[Exercise prompt] Transcribe the entries exactly. Omit the pictures.

= Beginning of Section =

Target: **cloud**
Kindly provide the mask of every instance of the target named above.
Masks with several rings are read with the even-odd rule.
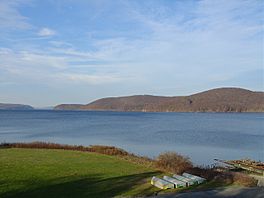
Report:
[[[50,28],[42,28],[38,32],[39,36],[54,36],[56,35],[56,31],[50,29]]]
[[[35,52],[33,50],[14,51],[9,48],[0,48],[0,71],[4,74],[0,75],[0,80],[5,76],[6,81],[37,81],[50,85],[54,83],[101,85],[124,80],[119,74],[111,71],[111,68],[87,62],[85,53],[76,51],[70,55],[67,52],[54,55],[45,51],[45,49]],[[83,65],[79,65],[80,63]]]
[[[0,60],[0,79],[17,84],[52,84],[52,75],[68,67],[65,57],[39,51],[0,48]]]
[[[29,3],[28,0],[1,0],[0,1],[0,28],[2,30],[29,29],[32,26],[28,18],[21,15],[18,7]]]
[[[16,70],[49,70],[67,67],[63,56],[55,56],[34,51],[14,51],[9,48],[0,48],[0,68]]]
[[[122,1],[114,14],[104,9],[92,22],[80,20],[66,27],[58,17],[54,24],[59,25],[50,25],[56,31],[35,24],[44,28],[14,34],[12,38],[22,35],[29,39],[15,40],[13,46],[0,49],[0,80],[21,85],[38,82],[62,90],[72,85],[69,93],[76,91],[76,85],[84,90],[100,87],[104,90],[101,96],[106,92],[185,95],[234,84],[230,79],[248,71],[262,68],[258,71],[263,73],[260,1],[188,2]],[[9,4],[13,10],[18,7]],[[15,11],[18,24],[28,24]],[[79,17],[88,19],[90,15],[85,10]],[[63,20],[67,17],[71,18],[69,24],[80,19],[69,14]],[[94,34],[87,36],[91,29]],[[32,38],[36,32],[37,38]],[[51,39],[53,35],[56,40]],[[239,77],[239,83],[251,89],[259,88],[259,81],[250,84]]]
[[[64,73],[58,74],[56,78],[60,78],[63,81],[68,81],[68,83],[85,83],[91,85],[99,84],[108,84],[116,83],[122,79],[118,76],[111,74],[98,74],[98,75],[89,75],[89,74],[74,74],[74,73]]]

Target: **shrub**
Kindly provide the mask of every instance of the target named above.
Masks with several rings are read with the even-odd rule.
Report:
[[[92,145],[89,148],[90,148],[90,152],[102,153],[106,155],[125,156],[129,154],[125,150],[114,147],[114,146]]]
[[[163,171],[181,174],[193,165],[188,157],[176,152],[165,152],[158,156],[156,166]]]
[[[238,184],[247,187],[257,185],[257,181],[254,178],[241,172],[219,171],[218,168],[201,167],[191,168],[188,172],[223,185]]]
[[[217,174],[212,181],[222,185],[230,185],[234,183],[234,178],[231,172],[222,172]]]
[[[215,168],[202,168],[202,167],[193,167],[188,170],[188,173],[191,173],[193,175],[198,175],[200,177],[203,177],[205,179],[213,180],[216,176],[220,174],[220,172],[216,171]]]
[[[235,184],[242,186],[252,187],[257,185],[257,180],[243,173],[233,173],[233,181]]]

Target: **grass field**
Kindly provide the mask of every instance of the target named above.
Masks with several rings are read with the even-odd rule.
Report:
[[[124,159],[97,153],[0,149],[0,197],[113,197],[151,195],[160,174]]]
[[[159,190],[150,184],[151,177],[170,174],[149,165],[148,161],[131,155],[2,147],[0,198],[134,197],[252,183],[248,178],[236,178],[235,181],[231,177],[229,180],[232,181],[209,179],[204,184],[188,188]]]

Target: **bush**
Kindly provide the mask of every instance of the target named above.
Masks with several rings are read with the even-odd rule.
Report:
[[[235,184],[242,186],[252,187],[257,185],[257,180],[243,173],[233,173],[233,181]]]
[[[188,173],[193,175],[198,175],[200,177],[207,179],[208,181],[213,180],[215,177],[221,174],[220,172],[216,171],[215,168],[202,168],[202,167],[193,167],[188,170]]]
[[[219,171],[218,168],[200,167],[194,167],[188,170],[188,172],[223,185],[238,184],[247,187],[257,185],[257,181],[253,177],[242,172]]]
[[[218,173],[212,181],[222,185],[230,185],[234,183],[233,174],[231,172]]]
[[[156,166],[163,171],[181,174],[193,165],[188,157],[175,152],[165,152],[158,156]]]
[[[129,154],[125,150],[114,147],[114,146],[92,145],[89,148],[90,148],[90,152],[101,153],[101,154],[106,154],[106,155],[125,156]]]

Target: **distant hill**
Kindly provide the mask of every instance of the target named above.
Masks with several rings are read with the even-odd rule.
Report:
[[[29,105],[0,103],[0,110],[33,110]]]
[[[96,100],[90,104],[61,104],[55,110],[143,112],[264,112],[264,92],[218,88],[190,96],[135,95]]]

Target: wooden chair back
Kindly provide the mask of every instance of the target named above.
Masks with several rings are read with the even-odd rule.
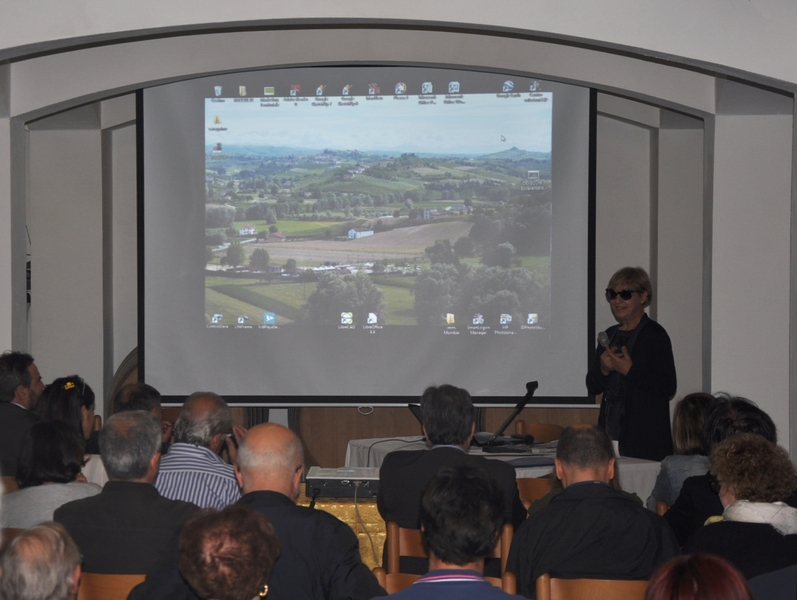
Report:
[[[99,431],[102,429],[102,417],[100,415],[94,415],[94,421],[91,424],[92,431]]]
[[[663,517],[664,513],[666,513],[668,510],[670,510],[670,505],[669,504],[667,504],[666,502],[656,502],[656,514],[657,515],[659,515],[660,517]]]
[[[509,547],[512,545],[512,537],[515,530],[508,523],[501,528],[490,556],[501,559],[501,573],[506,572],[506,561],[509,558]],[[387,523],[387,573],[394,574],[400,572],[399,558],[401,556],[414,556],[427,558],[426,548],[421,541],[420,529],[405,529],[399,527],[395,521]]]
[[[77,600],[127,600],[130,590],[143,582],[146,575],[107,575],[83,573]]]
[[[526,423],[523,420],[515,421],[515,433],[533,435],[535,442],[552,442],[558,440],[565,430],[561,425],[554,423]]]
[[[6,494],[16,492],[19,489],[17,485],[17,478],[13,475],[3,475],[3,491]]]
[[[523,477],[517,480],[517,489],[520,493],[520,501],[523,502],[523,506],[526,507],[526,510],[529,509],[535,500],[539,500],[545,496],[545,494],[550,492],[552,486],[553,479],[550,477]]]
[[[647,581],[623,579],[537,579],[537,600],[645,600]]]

= End of Section =

[Response]
Target: **cloud**
Kindly provide the mask of every instance of the target named above.
Masks with several rings are read with the even-odd rule.
Report:
[[[50,28],[42,28],[38,32],[39,36],[54,36],[56,35],[56,31],[50,29]]]
[[[35,52],[33,50],[14,51],[9,48],[0,48],[0,71],[4,74],[0,75],[0,80],[5,76],[6,81],[37,81],[50,85],[54,83],[101,85],[124,80],[119,74],[111,71],[111,68],[87,62],[85,53],[76,51],[70,55],[67,52],[54,55],[45,51],[45,49]],[[83,65],[79,65],[80,63]]]
[[[0,60],[0,79],[17,84],[52,84],[52,75],[68,67],[65,57],[39,51],[0,48]]]
[[[29,3],[28,0],[1,0],[0,1],[0,28],[2,30],[29,29],[32,26],[28,18],[21,15],[18,7]]]
[[[16,70],[49,70],[67,67],[63,56],[55,56],[34,51],[14,51],[9,48],[0,48],[0,68]]]
[[[122,1],[114,14],[104,9],[92,22],[80,20],[66,27],[58,17],[54,24],[59,25],[50,25],[56,31],[35,24],[44,28],[14,34],[12,38],[22,35],[29,39],[15,40],[13,46],[0,49],[0,80],[21,85],[38,82],[62,90],[72,85],[69,93],[76,91],[76,85],[84,90],[100,87],[104,90],[101,96],[106,92],[185,95],[234,84],[230,79],[248,71],[262,68],[258,71],[263,73],[260,1],[188,2]],[[9,4],[13,10],[18,7]],[[15,11],[18,24],[28,24]],[[79,17],[88,19],[90,15],[85,10]],[[63,20],[67,17],[71,18],[69,24],[80,19],[69,14]],[[94,34],[87,36],[91,29]],[[32,38],[36,32],[37,38]],[[51,39],[53,35],[56,40]],[[239,77],[239,83],[251,89],[259,88],[259,81],[250,84]]]
[[[64,73],[58,74],[56,78],[60,78],[63,81],[68,81],[68,83],[85,83],[91,85],[99,84],[108,84],[116,83],[122,79],[118,76],[111,74],[98,74],[98,75],[89,75],[89,74],[74,74],[74,73]]]

Target: **shrub**
Kindly provide the mask of every instance of the target named above.
Masks with several rings are read with the even-odd rule.
Report:
[[[92,145],[89,148],[90,148],[90,152],[102,153],[106,155],[125,156],[129,154],[125,150],[114,147],[114,146]]]
[[[163,171],[181,174],[193,165],[188,157],[176,152],[165,152],[158,156],[156,166]]]
[[[238,184],[247,187],[257,185],[257,181],[254,178],[241,172],[219,171],[218,168],[201,167],[191,168],[188,172],[223,185]]]
[[[217,174],[212,181],[222,185],[230,185],[234,183],[234,178],[231,172],[222,172]]]
[[[215,168],[202,168],[202,167],[193,167],[188,170],[188,173],[191,173],[193,175],[198,175],[200,177],[203,177],[205,179],[213,180],[216,176],[220,174],[220,172],[216,171]]]
[[[235,184],[242,186],[252,187],[257,185],[257,180],[243,173],[233,173],[233,181]]]

Target: **grass field**
Kindly provide the mask of every instance of the target named above.
Masks with several rings are read with the even-odd rule.
Report:
[[[124,159],[97,153],[0,149],[0,197],[113,197],[151,195],[160,174]]]
[[[159,190],[150,184],[151,177],[170,174],[149,165],[148,161],[131,155],[2,147],[0,198],[134,197],[252,183],[248,178],[236,178],[235,181],[231,177],[229,180],[232,181],[209,179],[204,184],[188,188]]]

Target: **bush**
Kindly provide the mask of every instance of the target named above.
Masks with several rings are read with the even-odd rule.
Report:
[[[235,184],[242,186],[252,187],[257,185],[257,180],[243,173],[233,173],[233,181]]]
[[[188,173],[193,175],[198,175],[200,177],[207,179],[208,181],[213,180],[215,177],[221,174],[220,172],[216,171],[215,168],[202,168],[202,167],[193,167],[188,170]]]
[[[219,171],[218,168],[200,167],[194,167],[188,170],[188,172],[223,185],[238,184],[247,187],[257,185],[257,181],[253,177],[242,172]]]
[[[218,173],[212,181],[222,185],[230,185],[234,183],[233,174],[231,172]]]
[[[156,166],[163,171],[181,174],[193,165],[188,157],[175,152],[165,152],[158,156]]]
[[[129,154],[125,150],[114,147],[114,146],[92,145],[89,148],[90,148],[90,152],[101,153],[101,154],[106,154],[106,155],[125,156]]]

Target: **distant hill**
Kindly provide the mask of every instance of the target named above.
Masks with several rings are read with the even-odd rule.
Report:
[[[29,105],[0,103],[0,110],[33,110]]]
[[[96,100],[90,104],[61,104],[55,110],[143,112],[264,112],[264,92],[218,88],[190,96],[135,95]]]

Target: wooden chair back
Kindly provide the mask of every instance of the target named above.
Masks with several rings are read with the even-odd rule.
Report:
[[[99,431],[102,429],[102,417],[100,415],[94,415],[94,421],[91,424],[92,431]]]
[[[663,517],[664,513],[666,513],[668,510],[670,510],[670,505],[669,504],[667,504],[666,502],[656,502],[656,514],[657,515],[659,515],[660,517]]]
[[[509,547],[512,545],[512,537],[515,530],[508,523],[501,528],[490,556],[501,559],[501,573],[506,572],[506,561],[509,558]],[[387,523],[387,573],[394,574],[400,572],[399,558],[401,556],[414,556],[427,558],[426,548],[421,541],[420,529],[405,529],[399,527],[395,521]]]
[[[77,600],[127,600],[130,590],[143,582],[146,575],[107,575],[83,573]]]
[[[526,423],[523,420],[515,421],[515,433],[533,435],[535,442],[552,442],[558,440],[565,430],[561,425],[554,423]]]
[[[6,494],[16,492],[19,489],[17,485],[17,478],[13,475],[3,475],[3,491]]]
[[[523,477],[517,480],[517,489],[520,493],[520,501],[523,502],[523,506],[526,507],[526,510],[529,509],[535,500],[539,500],[545,496],[545,494],[550,492],[552,486],[553,479],[550,477]]]
[[[647,581],[623,579],[537,579],[537,600],[645,600]]]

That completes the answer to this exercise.